** start Document text **
Any time that you create a copyrightable work with someone else – whether it’s co-writing a song, a play, a book or a treatment for a television series – you and your co-creators should sign a collaboration agreement.  Without a collaboration agreement, the default ownership rules for joint works apply.


Collaboration agreements are agreements among co-creators that cover several important points:

(1) Ownership.  Who owns the co-authored work, and in what percentage ownership does each co-creator possess?  In other words, who owns the copyright such that they can, among other things, license the work to others, or prepare derivative works based on the original co-authored work?  The co-authored work should be registered with the Copyright Office and the collaboration agreement can modify the default rules for each co-author’s ownership interest.

(2) Right/Permission to Exploit.  Who can exploit (e.g., sell or distribute) the co-authored work?  For example, if the co-authored work is a song, can/will all the songwriters list the song on Spotify or sell on Apple Music?  Does each contributing songwriter license (“administer”) only his share, or may one writer handle the licensing for all of them?  Alternatively, will a third party be authorized to do this on behalf of all the songwriters?

(3) Royalties.  What percentage of royalties is each co-author entitled to when the work is sold or licensed?  Often (but not always) this percentage is the same as that for the copyright ownership share.  Additionally, if there were expenses in creating the work that one of the co-authors paid, a recoupment of the expenses to that co-author can be addressed.  For example, if one of the co-authors of a song paid $100 for the studio time for all songwriters, then perhaps that songwriter would be paid back their $100 first from any exploitation or money made before any royalties are split.  Further, how often will royalties be paid (e.g., quarterly; bi-annually)?  In what form will payment be sent?  Will the payment include a written statement?  All of this can be addressed and specifically clarified in a collaboration agreement.
** end Document text **
→ **Instruction 1**: Reproduce the passage on collaboration agreements, starting at "(3) Royalties.  What" and ending at "in a collaboration agreement.".
** start The data **
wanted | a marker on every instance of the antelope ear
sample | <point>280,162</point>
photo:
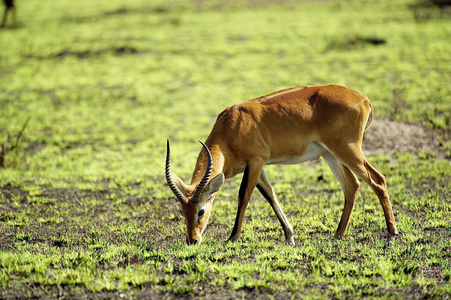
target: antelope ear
<point>180,184</point>
<point>214,185</point>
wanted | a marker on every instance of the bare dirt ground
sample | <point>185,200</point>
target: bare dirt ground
<point>385,136</point>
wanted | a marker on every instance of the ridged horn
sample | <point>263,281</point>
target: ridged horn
<point>170,181</point>
<point>203,182</point>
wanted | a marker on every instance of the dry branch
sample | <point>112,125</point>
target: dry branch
<point>5,149</point>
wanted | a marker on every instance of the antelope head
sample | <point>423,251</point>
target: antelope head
<point>196,200</point>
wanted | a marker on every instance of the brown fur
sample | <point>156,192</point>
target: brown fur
<point>282,126</point>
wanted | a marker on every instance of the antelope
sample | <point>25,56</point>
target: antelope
<point>290,126</point>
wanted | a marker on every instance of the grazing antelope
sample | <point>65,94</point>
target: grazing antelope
<point>286,127</point>
<point>9,6</point>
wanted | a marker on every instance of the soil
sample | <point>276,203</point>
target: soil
<point>385,137</point>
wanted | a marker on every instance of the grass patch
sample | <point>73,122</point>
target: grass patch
<point>84,209</point>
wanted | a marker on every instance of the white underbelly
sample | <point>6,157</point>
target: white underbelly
<point>314,151</point>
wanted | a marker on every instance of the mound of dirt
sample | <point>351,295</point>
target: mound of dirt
<point>386,136</point>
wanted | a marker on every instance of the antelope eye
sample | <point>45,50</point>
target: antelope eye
<point>201,212</point>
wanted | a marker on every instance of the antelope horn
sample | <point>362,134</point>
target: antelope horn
<point>171,182</point>
<point>206,177</point>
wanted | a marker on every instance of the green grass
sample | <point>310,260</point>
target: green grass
<point>84,209</point>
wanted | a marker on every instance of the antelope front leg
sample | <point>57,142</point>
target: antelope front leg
<point>250,179</point>
<point>265,188</point>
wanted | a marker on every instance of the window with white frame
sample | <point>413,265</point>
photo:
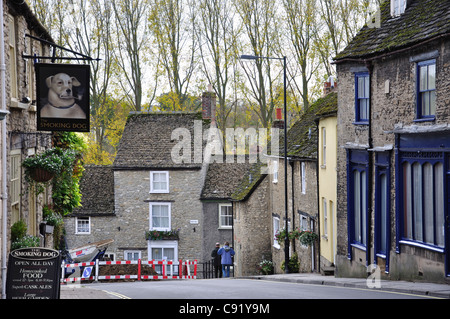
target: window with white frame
<point>15,185</point>
<point>324,146</point>
<point>398,7</point>
<point>362,100</point>
<point>225,216</point>
<point>426,93</point>
<point>132,254</point>
<point>276,228</point>
<point>303,173</point>
<point>159,182</point>
<point>83,225</point>
<point>303,222</point>
<point>160,218</point>
<point>325,217</point>
<point>163,250</point>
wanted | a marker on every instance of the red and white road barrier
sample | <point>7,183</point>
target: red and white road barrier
<point>167,268</point>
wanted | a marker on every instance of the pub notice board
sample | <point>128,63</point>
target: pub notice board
<point>33,273</point>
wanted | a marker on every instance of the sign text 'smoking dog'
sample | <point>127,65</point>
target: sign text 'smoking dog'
<point>62,97</point>
<point>33,273</point>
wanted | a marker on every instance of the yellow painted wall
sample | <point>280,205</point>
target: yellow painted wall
<point>327,186</point>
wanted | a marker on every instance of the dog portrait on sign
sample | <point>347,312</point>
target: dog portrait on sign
<point>62,97</point>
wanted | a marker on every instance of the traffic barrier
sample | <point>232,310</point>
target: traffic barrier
<point>182,267</point>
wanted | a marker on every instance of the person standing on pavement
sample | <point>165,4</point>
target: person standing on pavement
<point>217,263</point>
<point>226,252</point>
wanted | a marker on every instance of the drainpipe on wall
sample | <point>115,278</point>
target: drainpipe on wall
<point>370,205</point>
<point>4,195</point>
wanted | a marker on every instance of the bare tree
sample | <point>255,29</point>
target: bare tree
<point>259,24</point>
<point>171,23</point>
<point>131,46</point>
<point>217,35</point>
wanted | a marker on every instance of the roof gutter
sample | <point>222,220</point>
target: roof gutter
<point>365,60</point>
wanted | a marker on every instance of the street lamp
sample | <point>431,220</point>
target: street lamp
<point>286,239</point>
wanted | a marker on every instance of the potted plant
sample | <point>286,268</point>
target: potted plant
<point>307,237</point>
<point>162,234</point>
<point>266,267</point>
<point>19,238</point>
<point>41,168</point>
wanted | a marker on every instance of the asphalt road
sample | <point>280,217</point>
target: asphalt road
<point>240,289</point>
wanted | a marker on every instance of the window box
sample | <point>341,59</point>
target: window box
<point>162,234</point>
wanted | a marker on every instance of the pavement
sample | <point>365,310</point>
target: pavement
<point>83,291</point>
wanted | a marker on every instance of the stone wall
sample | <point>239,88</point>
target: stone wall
<point>393,104</point>
<point>252,231</point>
<point>132,200</point>
<point>211,231</point>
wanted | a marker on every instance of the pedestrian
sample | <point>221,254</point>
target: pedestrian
<point>227,253</point>
<point>217,263</point>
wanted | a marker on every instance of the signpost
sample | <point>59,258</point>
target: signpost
<point>33,273</point>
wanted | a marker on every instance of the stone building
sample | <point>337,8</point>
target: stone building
<point>259,201</point>
<point>19,135</point>
<point>220,182</point>
<point>149,189</point>
<point>327,160</point>
<point>394,145</point>
<point>252,237</point>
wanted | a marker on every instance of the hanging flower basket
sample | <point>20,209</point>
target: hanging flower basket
<point>162,235</point>
<point>41,175</point>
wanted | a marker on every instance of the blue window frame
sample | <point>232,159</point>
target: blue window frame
<point>382,206</point>
<point>422,183</point>
<point>362,98</point>
<point>357,198</point>
<point>426,90</point>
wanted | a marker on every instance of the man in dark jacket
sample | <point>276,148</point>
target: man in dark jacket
<point>217,264</point>
<point>227,253</point>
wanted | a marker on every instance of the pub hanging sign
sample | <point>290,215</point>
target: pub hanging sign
<point>62,97</point>
<point>33,273</point>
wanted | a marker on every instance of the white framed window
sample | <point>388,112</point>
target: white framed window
<point>276,228</point>
<point>160,216</point>
<point>398,7</point>
<point>163,250</point>
<point>325,217</point>
<point>83,225</point>
<point>132,254</point>
<point>225,216</point>
<point>275,171</point>
<point>324,146</point>
<point>15,185</point>
<point>303,173</point>
<point>159,182</point>
<point>303,222</point>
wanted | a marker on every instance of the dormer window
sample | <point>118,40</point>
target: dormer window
<point>398,7</point>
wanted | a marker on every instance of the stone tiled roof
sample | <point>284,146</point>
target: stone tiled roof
<point>249,182</point>
<point>302,136</point>
<point>147,141</point>
<point>423,20</point>
<point>222,179</point>
<point>97,192</point>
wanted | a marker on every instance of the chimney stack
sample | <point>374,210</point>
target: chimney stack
<point>279,121</point>
<point>209,104</point>
<point>329,86</point>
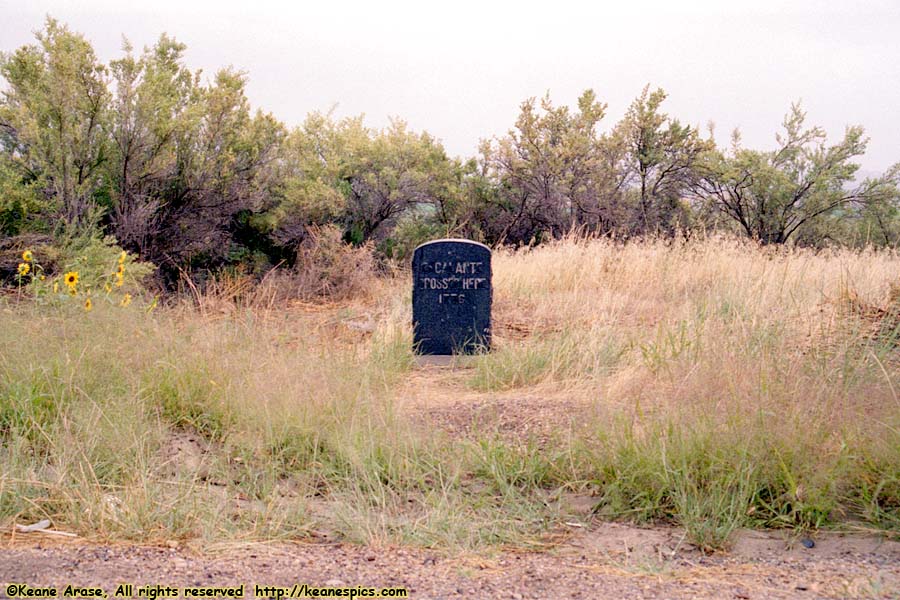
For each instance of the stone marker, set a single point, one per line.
(451, 297)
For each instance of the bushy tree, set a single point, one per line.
(53, 117)
(546, 170)
(658, 160)
(772, 195)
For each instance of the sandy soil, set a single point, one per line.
(607, 560)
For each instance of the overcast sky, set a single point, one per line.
(460, 69)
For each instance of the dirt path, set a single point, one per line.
(607, 561)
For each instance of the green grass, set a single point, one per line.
(714, 414)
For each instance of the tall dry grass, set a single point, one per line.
(721, 385)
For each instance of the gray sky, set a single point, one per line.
(460, 69)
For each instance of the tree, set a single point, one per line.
(658, 162)
(546, 170)
(772, 195)
(391, 172)
(53, 114)
(151, 112)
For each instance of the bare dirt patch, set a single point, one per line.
(604, 561)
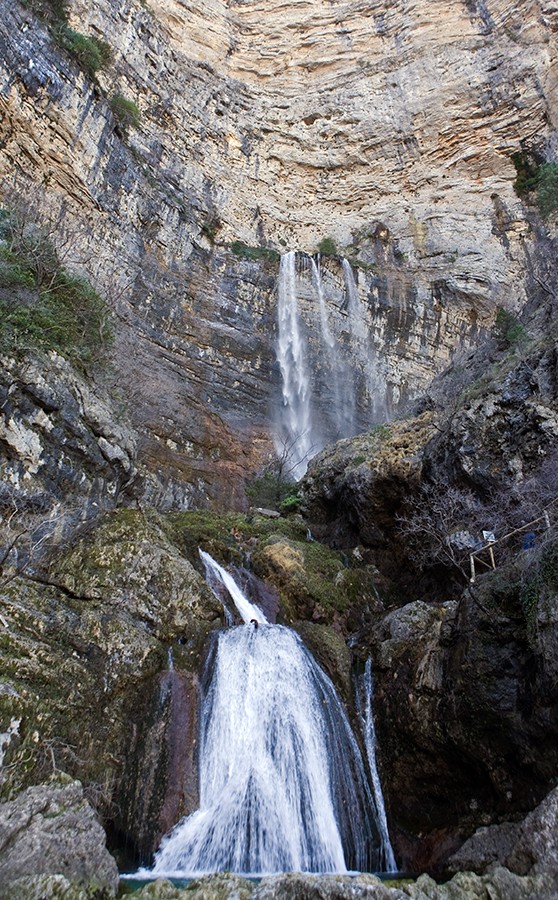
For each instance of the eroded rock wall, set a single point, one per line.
** end The data **
→ **Instruction 2**: In the records, starting at the line that contains "wanted | a marker on every instance of the chimney" and ending at the last line of the records, replace "set a single point" with "place one point" and leave everything else unchanged. Return only those lines, without the pictures.

→ **Correct response 1**:
(3) Royalties.  What percentage of royalties is each co-author entitled to when the work is sold or licensed?  Often (but not always) this percentage is the same as that for the copyright ownership share.  Additionally, if there were expenses in creating the work that one of the co-authors paid, a recoupment of the expenses to that co-author can be addressed.  For example, if one of the co-authors of a song paid $100 for the studio time for all songwriters, then perhaps that songwriter would be paid back their $100 first from any exploitation or money made before any royalties are split.  Further, how often will royalties be paid (e.g., quarterly; bi-annually)?  In what form will payment be sent?  Will the payment include a written statement?  All of this can be addressed and specifically clarified in a collaboration agreement.

→ **Correct response 2**:
wanted | a marker on every instance of the chimney stack
sample | <point>374,210</point>
target: chimney stack
<point>279,121</point>
<point>209,104</point>
<point>329,86</point>
For each instance of the stone marker, place one point, one per line.
(451, 297)
For each instance of the bushy tree, place one point, one per line.
(53, 117)
(546, 170)
(658, 160)
(772, 195)
For each instance of the sandy soil, place one point, one per line.
(607, 560)
For each instance of the overcast sky, place one point, one per line.
(460, 69)
For each instance of the dirt path, place one point, one per line.
(607, 561)
For each instance of the green grass, place one point, one per line.
(714, 414)
For each instance of the tall dry grass, place one point, one per line.
(721, 385)
For each instance of the gray sky, place one point, one per line.
(460, 69)
For each instance of the tree, place one point, one per line.
(658, 162)
(546, 170)
(772, 195)
(391, 172)
(53, 114)
(151, 112)
For each instance of the bare dirt patch, place one point, one per line.
(604, 561)
For each instance of the eroded rock wall, place one point, one per line.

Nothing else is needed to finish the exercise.